→ What is required:
Send back every record exactly.

Referring expression pointing data
▬▬▬
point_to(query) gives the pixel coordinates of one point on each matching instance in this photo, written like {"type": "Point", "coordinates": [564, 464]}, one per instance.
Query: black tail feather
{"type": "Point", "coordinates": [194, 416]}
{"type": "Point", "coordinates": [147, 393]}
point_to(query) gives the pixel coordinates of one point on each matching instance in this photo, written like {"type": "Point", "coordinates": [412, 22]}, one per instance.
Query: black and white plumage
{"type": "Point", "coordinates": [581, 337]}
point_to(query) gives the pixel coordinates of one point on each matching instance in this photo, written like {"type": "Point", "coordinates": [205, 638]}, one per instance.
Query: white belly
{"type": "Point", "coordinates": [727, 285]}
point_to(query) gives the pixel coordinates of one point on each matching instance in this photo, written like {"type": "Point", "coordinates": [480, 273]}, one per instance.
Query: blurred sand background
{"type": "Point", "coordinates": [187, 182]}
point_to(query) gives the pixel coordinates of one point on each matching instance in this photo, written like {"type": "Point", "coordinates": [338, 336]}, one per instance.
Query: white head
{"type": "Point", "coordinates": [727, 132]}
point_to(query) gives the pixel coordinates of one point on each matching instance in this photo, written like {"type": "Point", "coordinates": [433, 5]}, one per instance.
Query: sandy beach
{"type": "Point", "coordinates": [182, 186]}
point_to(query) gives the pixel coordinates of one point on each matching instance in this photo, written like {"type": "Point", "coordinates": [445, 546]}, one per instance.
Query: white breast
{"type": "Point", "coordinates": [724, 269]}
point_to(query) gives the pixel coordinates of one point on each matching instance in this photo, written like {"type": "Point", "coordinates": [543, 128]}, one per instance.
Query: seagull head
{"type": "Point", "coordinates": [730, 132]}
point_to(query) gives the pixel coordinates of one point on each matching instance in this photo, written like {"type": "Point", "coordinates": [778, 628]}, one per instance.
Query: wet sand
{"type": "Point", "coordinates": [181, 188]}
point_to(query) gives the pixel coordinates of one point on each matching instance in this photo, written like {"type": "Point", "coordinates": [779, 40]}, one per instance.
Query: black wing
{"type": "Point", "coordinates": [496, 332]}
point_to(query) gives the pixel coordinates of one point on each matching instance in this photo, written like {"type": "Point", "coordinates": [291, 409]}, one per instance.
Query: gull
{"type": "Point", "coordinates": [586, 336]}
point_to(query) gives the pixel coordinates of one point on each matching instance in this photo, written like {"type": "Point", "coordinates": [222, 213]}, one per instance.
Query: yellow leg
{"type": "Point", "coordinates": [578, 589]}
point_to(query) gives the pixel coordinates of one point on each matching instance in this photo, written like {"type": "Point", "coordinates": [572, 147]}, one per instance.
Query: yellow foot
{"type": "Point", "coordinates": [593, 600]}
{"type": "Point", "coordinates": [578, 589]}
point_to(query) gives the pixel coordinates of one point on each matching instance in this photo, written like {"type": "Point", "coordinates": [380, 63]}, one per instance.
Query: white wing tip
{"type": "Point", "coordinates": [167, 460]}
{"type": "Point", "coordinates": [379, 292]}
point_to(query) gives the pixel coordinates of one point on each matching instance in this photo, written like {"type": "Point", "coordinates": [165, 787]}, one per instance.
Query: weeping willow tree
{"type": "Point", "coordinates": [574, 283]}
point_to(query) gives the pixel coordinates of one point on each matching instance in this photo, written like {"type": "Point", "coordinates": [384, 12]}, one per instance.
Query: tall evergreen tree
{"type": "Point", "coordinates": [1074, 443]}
▬▬▬
→ Solution to the exercise:
point_to(query) gives the pixel coordinates of one point on each matching instance in this photo, written like {"type": "Point", "coordinates": [564, 464]}, one per instance.
Query: black tail feather
{"type": "Point", "coordinates": [194, 416]}
{"type": "Point", "coordinates": [147, 393]}
point_to(query) gives the pixel coordinates of one point on each matching instance in this photo, written like {"type": "Point", "coordinates": [412, 22]}, one per instance.
Query: black and white plumage
{"type": "Point", "coordinates": [581, 337]}
point_to(query) gives the pixel coordinates of one point on each matching instance in this photo, written like {"type": "Point", "coordinates": [205, 638]}, one per instance.
Query: white belly
{"type": "Point", "coordinates": [727, 285]}
point_to(query) gives the pixel coordinates of one point on each matching instance in this photo, written like {"type": "Point", "coordinates": [480, 273]}, one per instance.
Query: blurred sand background
{"type": "Point", "coordinates": [187, 182]}
point_to(query) gives the pixel coordinates of one point on each matching instance in this photo, written like {"type": "Point", "coordinates": [338, 336]}, one per instance.
Query: white head
{"type": "Point", "coordinates": [727, 132]}
point_to(query) gives the pixel coordinates of one point on each matching instance in this photo, written like {"type": "Point", "coordinates": [433, 5]}, one per instance.
Query: sandy beach
{"type": "Point", "coordinates": [182, 186]}
point_to(query) gives the pixel coordinates of one point on each matching instance in this photo, written like {"type": "Point", "coordinates": [445, 546]}, one per instance.
Query: white breast
{"type": "Point", "coordinates": [724, 269]}
point_to(query) gives the pixel coordinates of one point on each matching instance in this photo, written like {"type": "Point", "coordinates": [543, 128]}, one per instance.
Query: seagull head
{"type": "Point", "coordinates": [730, 132]}
point_to(query) gives the pixel coordinates of one point on each matching instance in this photo, written like {"type": "Point", "coordinates": [778, 628]}, one per instance.
Query: wet sand
{"type": "Point", "coordinates": [181, 188]}
point_to(query) gives the pixel coordinates of one point on each matching instance in this photo, written like {"type": "Point", "coordinates": [779, 40]}, one per instance.
Query: black wing
{"type": "Point", "coordinates": [496, 332]}
point_to(query) gives the pixel coordinates of one point on each matching instance in this photo, written like {"type": "Point", "coordinates": [291, 409]}, one per instance.
Query: gull
{"type": "Point", "coordinates": [586, 336]}
point_to(query) gives the pixel coordinates of one point on each matching instance in this photo, written like {"type": "Point", "coordinates": [222, 213]}, one per instance.
Query: yellow leg
{"type": "Point", "coordinates": [578, 589]}
point_to(query) gives the pixel coordinates of one point on each matching instance in this photo, written like {"type": "Point", "coordinates": [572, 147]}, one per instance.
Query: yellow foot
{"type": "Point", "coordinates": [593, 600]}
{"type": "Point", "coordinates": [578, 589]}
point_to(query) gives the pixel coordinates of one point on each matching instance in this photo, written like {"type": "Point", "coordinates": [380, 63]}, one per instance.
Query: white wing tip
{"type": "Point", "coordinates": [167, 460]}
{"type": "Point", "coordinates": [379, 292]}
point_to(query) gives the pixel coordinates of one point on each matching instance in this photo, written like {"type": "Point", "coordinates": [165, 787]}, one per instance.
Query: weeping willow tree
{"type": "Point", "coordinates": [574, 283]}
point_to(query) gives the pixel coordinates of one point on each matching instance in this photo, written like {"type": "Point", "coordinates": [384, 12]}, one per instance.
Query: tall evergreen tree
{"type": "Point", "coordinates": [1074, 443]}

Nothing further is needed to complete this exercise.